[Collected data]
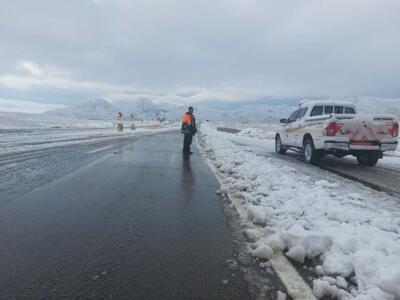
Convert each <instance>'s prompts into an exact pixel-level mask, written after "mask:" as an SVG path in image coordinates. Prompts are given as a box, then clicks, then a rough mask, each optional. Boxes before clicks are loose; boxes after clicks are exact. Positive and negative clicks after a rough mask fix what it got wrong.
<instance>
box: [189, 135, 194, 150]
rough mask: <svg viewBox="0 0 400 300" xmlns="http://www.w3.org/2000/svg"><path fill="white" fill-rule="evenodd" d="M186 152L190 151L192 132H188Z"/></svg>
mask: <svg viewBox="0 0 400 300" xmlns="http://www.w3.org/2000/svg"><path fill="white" fill-rule="evenodd" d="M188 136H189V137H188V152H189V153H190V145H191V144H192V140H193V134H188Z"/></svg>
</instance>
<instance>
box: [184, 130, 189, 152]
mask: <svg viewBox="0 0 400 300" xmlns="http://www.w3.org/2000/svg"><path fill="white" fill-rule="evenodd" d="M189 136H190V134H185V135H184V138H183V152H189V151H190V148H189V147H190V143H189Z"/></svg>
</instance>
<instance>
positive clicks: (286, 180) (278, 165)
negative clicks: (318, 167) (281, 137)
mask: <svg viewBox="0 0 400 300" xmlns="http://www.w3.org/2000/svg"><path fill="white" fill-rule="evenodd" d="M247 131H248V132H250V133H249V135H253V133H254V130H253V131H252V130H247ZM240 135H246V134H245V132H242V134H241V133H239V134H238V135H233V134H228V133H223V132H218V131H216V130H215V128H214V127H213V126H211V125H210V124H202V126H201V132H200V143H201V145H202V146H203V149H204V151H205V153H207V155H208V157H209V159H210V161H211V163H212V165H214V166H215V167H216V169H217V172H218V174H219V176H220V177H221V180H222V186H221V191H220V192H221V193H222V194H225V193H227V194H229V195H230V196H231V199H236V200H235V201H232V203H233V205H235V206H236V208H237V210H238V212H242V213H241V214H240V215H241V217H242V222H243V224H244V226H245V228H246V235H247V236H248V237H249V239H250V240H251V242H249V251H250V252H251V253H252V254H253V255H254V256H255V257H258V258H260V259H265V258H269V257H271V256H272V255H274V254H275V253H284V254H285V255H286V256H287V257H289V258H290V259H292V260H294V261H297V262H300V263H303V262H304V261H305V260H306V261H308V262H309V261H310V260H311V261H312V262H313V267H312V271H313V272H314V273H315V274H316V279H314V280H313V284H312V288H313V292H314V295H315V296H316V297H322V296H323V295H330V296H333V297H337V298H339V299H371V300H372V299H387V300H394V299H399V298H400V202H399V201H398V199H397V198H395V197H391V196H389V195H387V194H385V193H382V192H377V191H375V190H372V189H369V188H366V187H365V186H363V185H361V184H359V183H356V182H354V181H351V180H347V179H344V178H342V177H340V176H337V175H334V174H332V173H330V172H326V171H323V170H319V169H316V168H314V167H310V166H307V165H301V164H296V163H293V162H290V161H286V160H280V159H276V158H274V157H273V156H271V157H269V156H265V155H257V154H256V153H255V152H250V151H248V149H246V147H243V146H241V144H243V145H247V146H248V145H251V144H254V146H256V147H259V146H261V145H262V146H263V147H265V148H266V149H268V151H271V152H272V151H273V145H274V143H273V140H272V139H260V138H254V137H253V138H249V137H243V136H240ZM266 135H267V136H268V135H269V134H266ZM396 159H397V158H396ZM261 265H263V266H265V265H264V264H261ZM292 296H296V295H292Z"/></svg>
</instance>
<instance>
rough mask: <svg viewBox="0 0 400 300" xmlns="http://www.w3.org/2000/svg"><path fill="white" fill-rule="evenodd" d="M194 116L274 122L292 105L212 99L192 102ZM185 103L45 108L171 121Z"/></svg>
mask: <svg viewBox="0 0 400 300" xmlns="http://www.w3.org/2000/svg"><path fill="white" fill-rule="evenodd" d="M193 106H194V107H195V115H196V117H197V118H198V119H207V120H210V121H241V122H273V123H274V122H277V121H278V120H279V119H280V118H282V117H287V115H288V114H289V113H291V112H292V111H293V109H294V107H293V106H290V105H286V104H285V105H269V104H259V103H254V104H240V105H238V104H237V103H230V102H225V103H223V104H220V105H218V106H215V104H213V102H210V101H208V102H198V103H195V104H193ZM186 109H187V107H186V105H176V104H172V103H154V102H153V101H151V100H149V99H147V98H140V99H135V100H131V101H127V100H123V101H122V100H120V101H107V100H104V99H96V100H92V101H88V102H86V103H82V104H78V105H74V106H69V107H65V108H61V109H56V110H52V111H49V112H47V113H48V114H51V115H58V116H63V117H75V118H84V119H93V120H114V119H115V118H116V116H117V113H118V112H122V113H123V114H124V116H125V117H127V118H128V117H129V115H130V114H133V115H134V116H135V118H136V119H153V118H156V117H160V118H166V119H167V120H171V121H178V120H180V118H181V116H182V114H183V113H184V112H185V111H186Z"/></svg>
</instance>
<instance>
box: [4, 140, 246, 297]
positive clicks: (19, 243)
mask: <svg viewBox="0 0 400 300" xmlns="http://www.w3.org/2000/svg"><path fill="white" fill-rule="evenodd" d="M181 139H182V138H181V136H180V135H179V134H177V133H163V134H158V135H154V136H147V137H141V138H139V139H138V140H136V141H131V142H130V143H128V144H126V145H121V147H120V148H119V149H113V150H112V152H111V153H109V154H108V155H105V156H104V157H103V158H101V159H99V160H97V161H96V162H93V163H92V164H90V165H88V166H86V167H83V168H80V169H77V170H75V171H74V172H72V173H70V174H69V175H67V176H64V177H61V178H59V179H57V180H54V181H52V182H50V183H48V184H46V185H44V186H41V187H38V188H36V189H34V190H32V191H30V192H28V193H27V194H25V195H23V196H19V197H18V198H16V199H13V200H12V201H11V202H10V203H8V204H7V205H5V206H3V207H1V208H0V241H1V243H0V299H248V298H250V295H249V293H248V289H247V283H246V282H245V281H244V280H243V279H242V276H241V274H240V272H239V271H238V270H233V269H230V268H228V267H227V266H226V264H225V262H226V260H227V259H233V258H234V257H233V255H234V244H233V241H232V236H231V232H230V230H229V228H228V225H227V222H226V218H225V215H224V212H223V209H222V206H221V203H220V202H219V198H218V196H217V195H216V194H215V191H216V190H217V188H218V183H217V181H216V179H215V177H214V175H213V174H212V172H211V171H210V169H209V168H208V166H207V164H206V163H205V162H204V161H203V160H202V158H201V157H200V155H199V154H198V153H196V152H195V154H194V155H193V156H191V157H190V158H189V159H185V158H184V157H183V156H182V153H181V142H182V141H181ZM223 280H229V281H228V283H227V284H223V283H222V281H223Z"/></svg>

## PROBLEM
Without including any picture, print every record exactly as written above.

## YOUR RESPONSE
Convert each <instance>'s prompts into an exact pixel-level mask, written after "mask:" as an SVG path in image coordinates. Prompts are given as a box, then clicks, then a rough mask, each optional. Boxes before clicks are loose; boxes after clicks are exact. Positive and negative clicks after a rough mask fix what it got wrong.
<instance>
box: [189, 135, 194, 150]
rough mask: <svg viewBox="0 0 400 300" xmlns="http://www.w3.org/2000/svg"><path fill="white" fill-rule="evenodd" d="M186 152L190 151L192 132H188Z"/></svg>
mask: <svg viewBox="0 0 400 300" xmlns="http://www.w3.org/2000/svg"><path fill="white" fill-rule="evenodd" d="M188 136H189V137H188V152H189V153H190V145H191V144H192V140H193V134H188Z"/></svg>
</instance>
<instance>
box: [184, 130, 189, 152]
mask: <svg viewBox="0 0 400 300" xmlns="http://www.w3.org/2000/svg"><path fill="white" fill-rule="evenodd" d="M189 136H190V134H185V135H184V138H183V152H189V151H190V148H189V147H190V143H189Z"/></svg>
</instance>
<instance>
positive clicks: (286, 180) (278, 165)
negative clicks: (318, 167) (281, 137)
mask: <svg viewBox="0 0 400 300" xmlns="http://www.w3.org/2000/svg"><path fill="white" fill-rule="evenodd" d="M247 131H248V132H250V133H249V135H253V133H254V130H253V131H252V130H247ZM240 135H246V134H245V132H242V134H241V133H239V134H238V135H233V134H228V133H223V132H218V131H216V130H215V128H214V127H213V126H211V125H210V124H202V126H201V132H200V143H201V145H202V146H203V149H204V151H205V153H207V155H208V157H209V159H210V161H211V163H212V165H214V166H215V167H216V169H217V172H218V174H219V176H220V177H221V180H222V186H221V191H220V192H221V193H222V194H225V193H227V194H229V195H230V196H231V199H236V200H235V201H232V203H233V205H235V206H236V208H237V210H238V212H242V213H241V214H240V215H241V217H242V222H243V224H244V226H245V228H246V235H247V236H248V237H249V239H250V240H251V242H249V251H250V252H251V253H252V254H253V255H254V256H255V257H258V258H260V259H265V258H269V257H271V256H272V255H274V254H275V253H284V254H285V255H286V256H287V257H289V258H290V259H292V260H294V261H297V262H300V263H303V262H304V261H305V260H306V261H308V262H309V261H310V260H311V261H312V262H313V267H312V271H313V272H314V273H315V274H316V279H314V280H313V284H312V288H313V292H314V295H315V296H316V297H322V296H323V295H330V296H333V297H337V298H339V299H371V300H372V299H387V300H394V299H399V298H400V202H399V201H398V199H397V198H395V197H391V196H389V195H387V194H385V193H382V192H377V191H375V190H372V189H369V188H366V187H365V186H363V185H361V184H359V183H356V182H354V181H351V180H347V179H344V178H342V177H340V176H337V175H334V174H332V173H330V172H326V171H323V170H319V169H316V168H314V167H310V166H307V165H301V164H296V163H293V162H290V161H286V160H280V159H276V158H274V157H273V156H271V157H269V156H265V155H257V154H256V153H255V152H250V151H248V149H246V147H243V146H241V144H243V145H247V146H248V145H251V144H254V146H256V147H259V146H261V145H262V146H263V147H265V148H266V149H268V151H271V152H272V151H273V145H274V143H273V140H272V139H260V138H254V137H253V138H249V137H243V136H240ZM266 135H267V136H268V135H269V134H266ZM396 159H397V158H396ZM261 265H263V266H265V265H264V264H261ZM292 296H296V295H292Z"/></svg>
</instance>
<instance>
rough mask: <svg viewBox="0 0 400 300" xmlns="http://www.w3.org/2000/svg"><path fill="white" fill-rule="evenodd" d="M194 116L274 122L292 105L212 99L192 102ZM185 103L45 108L171 121Z"/></svg>
mask: <svg viewBox="0 0 400 300" xmlns="http://www.w3.org/2000/svg"><path fill="white" fill-rule="evenodd" d="M193 106H194V107H195V115H196V117H197V118H198V119H207V120H210V121H241V122H273V123H274V122H277V121H278V120H279V119H280V118H282V117H287V115H288V114H289V113H291V112H292V111H293V109H294V107H293V106H290V105H286V104H285V105H269V104H259V103H254V104H240V105H238V104H237V103H230V102H225V103H223V104H220V105H218V106H215V104H213V102H210V101H208V102H198V103H195V104H193ZM186 109H187V107H186V105H176V104H172V103H154V102H153V101H151V100H149V99H147V98H140V99H135V100H131V101H127V100H123V101H122V100H120V101H107V100H104V99H96V100H92V101H88V102H86V103H82V104H78V105H74V106H69V107H65V108H61V109H56V110H52V111H49V112H47V113H48V114H51V115H58V116H63V117H75V118H84V119H93V120H114V119H115V118H116V116H117V113H118V112H122V113H123V114H124V116H125V117H127V118H128V117H129V115H130V114H133V115H134V116H135V118H136V119H153V118H156V117H160V118H166V119H167V120H171V121H178V120H180V118H181V116H182V114H183V113H184V112H185V111H186Z"/></svg>
</instance>
<instance>
box: [4, 140, 246, 297]
positive clicks: (19, 243)
mask: <svg viewBox="0 0 400 300" xmlns="http://www.w3.org/2000/svg"><path fill="white" fill-rule="evenodd" d="M181 139H182V138H181V136H180V135H179V134H177V133H163V134H158V135H154V136H147V137H141V138H139V139H138V140H136V141H131V142H130V143H128V144H126V145H121V147H120V148H119V149H113V150H112V152H111V153H109V154H108V155H105V156H104V157H103V158H101V159H99V160H97V161H96V162H93V163H92V164H90V165H88V166H86V167H83V168H80V169H77V170H75V171H74V172H72V173H70V174H69V175H67V176H64V177H61V178H59V179H57V180H54V181H52V182H50V183H48V184H46V185H44V186H41V187H38V188H36V189H34V190H32V191H30V192H28V193H27V194H25V195H23V196H19V197H18V198H16V199H13V200H12V201H11V202H10V203H8V204H7V205H5V206H3V207H1V208H0V241H1V243H0V299H248V298H250V295H249V293H248V289H247V283H246V282H245V281H244V280H243V279H242V276H241V274H240V272H239V271H238V270H233V269H230V268H228V267H227V266H226V264H225V262H226V260H227V259H233V258H234V257H233V255H234V244H233V241H232V236H231V232H230V230H229V228H228V225H227V222H226V218H225V215H224V212H223V209H222V206H221V203H220V202H219V198H218V196H217V195H216V194H215V191H216V190H217V188H218V183H217V181H216V179H215V177H214V175H213V174H212V172H211V171H210V169H209V168H208V166H207V164H206V163H205V162H204V161H203V160H202V158H201V157H200V155H199V154H198V153H196V152H195V154H194V155H193V156H191V157H190V158H189V159H185V158H184V157H183V156H182V153H181V142H182V141H181ZM223 280H229V281H228V283H227V284H223V283H222V281H223Z"/></svg>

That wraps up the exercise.